## WHAT YOU ARE ASKED TO DO
Report every line below that carries the word "lamp".

------

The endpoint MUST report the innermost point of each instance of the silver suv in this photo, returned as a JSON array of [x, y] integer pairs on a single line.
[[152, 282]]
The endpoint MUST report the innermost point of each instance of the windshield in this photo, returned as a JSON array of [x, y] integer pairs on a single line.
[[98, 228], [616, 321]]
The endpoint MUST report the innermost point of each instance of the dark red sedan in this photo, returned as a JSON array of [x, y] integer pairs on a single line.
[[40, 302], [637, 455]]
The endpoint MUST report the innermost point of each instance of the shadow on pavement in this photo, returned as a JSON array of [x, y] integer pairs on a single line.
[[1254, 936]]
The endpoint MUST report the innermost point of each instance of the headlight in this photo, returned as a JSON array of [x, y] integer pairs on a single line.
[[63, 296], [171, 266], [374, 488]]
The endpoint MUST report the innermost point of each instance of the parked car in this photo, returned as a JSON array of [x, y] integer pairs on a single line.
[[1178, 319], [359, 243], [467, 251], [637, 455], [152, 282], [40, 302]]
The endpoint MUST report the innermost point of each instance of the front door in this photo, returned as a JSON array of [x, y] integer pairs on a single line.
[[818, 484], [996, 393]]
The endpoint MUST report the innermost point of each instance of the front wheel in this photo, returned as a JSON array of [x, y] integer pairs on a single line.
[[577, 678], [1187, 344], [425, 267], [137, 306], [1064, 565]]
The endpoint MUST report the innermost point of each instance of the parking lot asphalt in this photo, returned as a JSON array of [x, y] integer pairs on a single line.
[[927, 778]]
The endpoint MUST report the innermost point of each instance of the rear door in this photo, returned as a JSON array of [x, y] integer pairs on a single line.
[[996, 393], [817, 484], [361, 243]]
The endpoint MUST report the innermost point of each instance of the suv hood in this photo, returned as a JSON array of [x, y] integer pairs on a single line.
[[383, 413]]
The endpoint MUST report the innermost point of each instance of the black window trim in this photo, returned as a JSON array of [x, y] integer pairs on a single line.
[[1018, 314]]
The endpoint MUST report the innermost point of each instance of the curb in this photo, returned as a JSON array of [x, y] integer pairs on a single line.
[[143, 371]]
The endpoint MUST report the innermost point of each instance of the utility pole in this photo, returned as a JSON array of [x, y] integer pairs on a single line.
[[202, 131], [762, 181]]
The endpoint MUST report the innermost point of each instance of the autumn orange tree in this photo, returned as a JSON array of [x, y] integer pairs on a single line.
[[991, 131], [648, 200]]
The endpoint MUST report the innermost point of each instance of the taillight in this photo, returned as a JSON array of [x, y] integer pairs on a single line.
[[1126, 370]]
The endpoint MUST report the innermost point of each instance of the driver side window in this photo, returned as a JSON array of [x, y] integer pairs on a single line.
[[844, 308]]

------

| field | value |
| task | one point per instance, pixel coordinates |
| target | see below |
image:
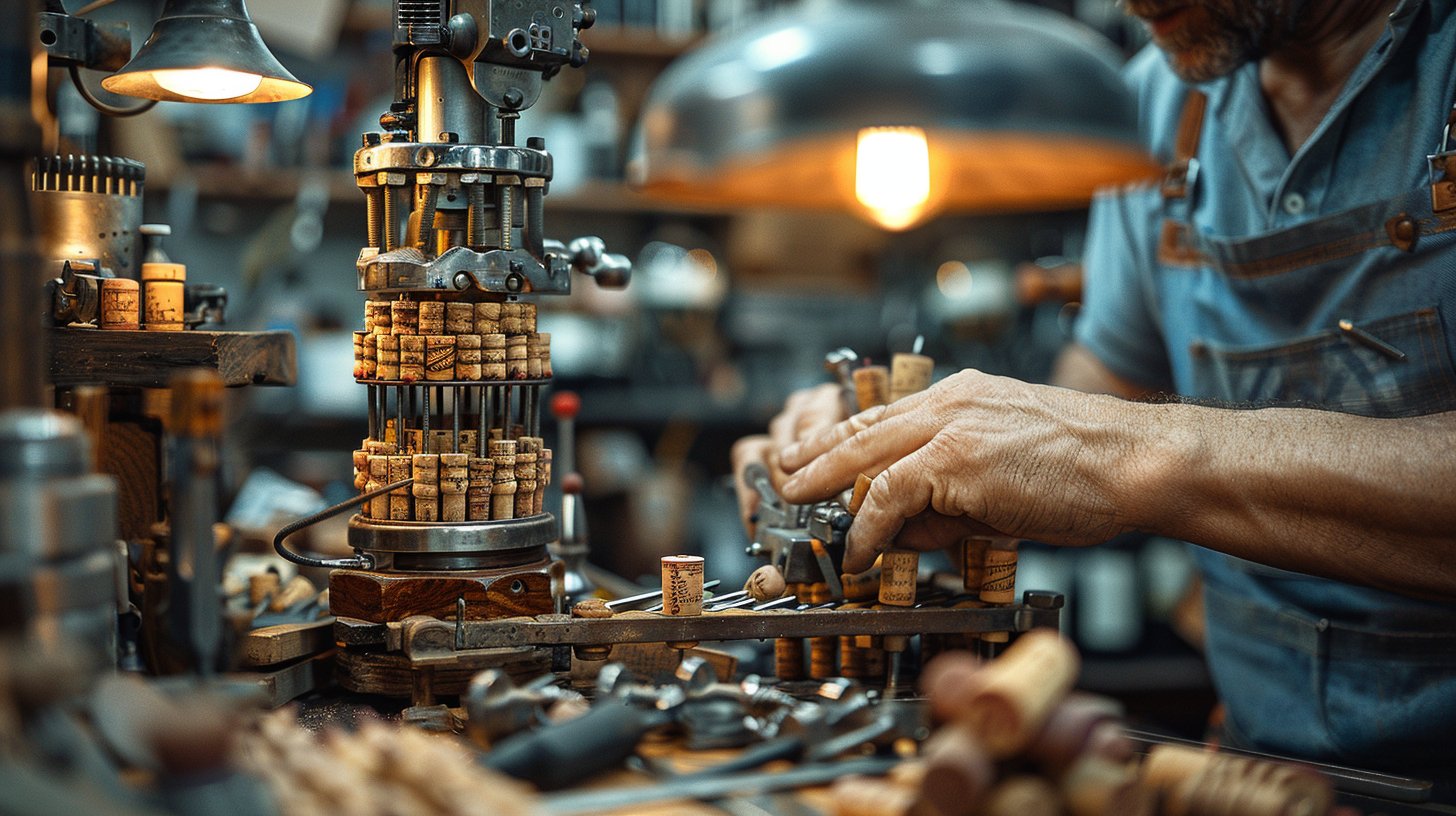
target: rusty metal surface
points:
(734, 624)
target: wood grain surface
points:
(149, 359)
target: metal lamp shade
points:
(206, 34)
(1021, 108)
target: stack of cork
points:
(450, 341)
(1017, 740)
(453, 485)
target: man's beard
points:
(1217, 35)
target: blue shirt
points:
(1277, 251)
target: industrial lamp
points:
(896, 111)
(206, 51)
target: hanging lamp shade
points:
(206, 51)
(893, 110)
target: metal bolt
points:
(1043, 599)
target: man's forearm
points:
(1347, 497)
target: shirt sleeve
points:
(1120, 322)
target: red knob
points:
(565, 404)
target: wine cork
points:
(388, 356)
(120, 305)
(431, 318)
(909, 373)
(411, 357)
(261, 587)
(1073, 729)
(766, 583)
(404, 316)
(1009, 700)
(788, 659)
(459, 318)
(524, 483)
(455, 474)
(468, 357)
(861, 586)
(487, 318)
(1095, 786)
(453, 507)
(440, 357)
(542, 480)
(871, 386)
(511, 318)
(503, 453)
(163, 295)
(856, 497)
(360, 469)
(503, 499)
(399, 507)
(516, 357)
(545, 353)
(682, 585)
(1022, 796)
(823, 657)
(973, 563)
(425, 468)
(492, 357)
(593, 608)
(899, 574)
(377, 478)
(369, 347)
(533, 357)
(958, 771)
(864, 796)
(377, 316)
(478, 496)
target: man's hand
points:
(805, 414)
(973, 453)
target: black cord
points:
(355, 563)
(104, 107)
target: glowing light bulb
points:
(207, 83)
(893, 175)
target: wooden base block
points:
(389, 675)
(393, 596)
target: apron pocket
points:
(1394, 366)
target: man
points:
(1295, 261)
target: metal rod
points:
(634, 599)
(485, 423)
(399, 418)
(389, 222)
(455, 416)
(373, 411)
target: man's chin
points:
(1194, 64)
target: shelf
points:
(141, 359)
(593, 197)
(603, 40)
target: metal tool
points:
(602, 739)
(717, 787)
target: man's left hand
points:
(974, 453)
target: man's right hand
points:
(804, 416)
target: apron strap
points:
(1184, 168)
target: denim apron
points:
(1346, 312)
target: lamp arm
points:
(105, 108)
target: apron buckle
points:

------

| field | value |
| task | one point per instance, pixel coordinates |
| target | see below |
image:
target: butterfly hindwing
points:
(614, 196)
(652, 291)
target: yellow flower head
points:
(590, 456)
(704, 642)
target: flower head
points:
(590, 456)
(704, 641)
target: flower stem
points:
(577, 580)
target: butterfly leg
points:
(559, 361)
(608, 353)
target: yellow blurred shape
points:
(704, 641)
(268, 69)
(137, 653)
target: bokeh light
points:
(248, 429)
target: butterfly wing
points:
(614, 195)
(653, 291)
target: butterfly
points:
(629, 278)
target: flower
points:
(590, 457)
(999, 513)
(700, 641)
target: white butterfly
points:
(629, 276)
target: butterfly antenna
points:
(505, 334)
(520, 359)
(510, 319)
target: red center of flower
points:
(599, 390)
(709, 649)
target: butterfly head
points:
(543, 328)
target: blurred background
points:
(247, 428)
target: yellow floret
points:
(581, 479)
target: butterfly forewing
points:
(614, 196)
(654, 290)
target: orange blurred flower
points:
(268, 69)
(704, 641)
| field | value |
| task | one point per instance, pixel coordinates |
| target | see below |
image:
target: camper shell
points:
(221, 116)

------

## WORKED SOLUTION
target: metal lamp shade
target: industrial lamp
target: hanging lamp shade
target: lamp arm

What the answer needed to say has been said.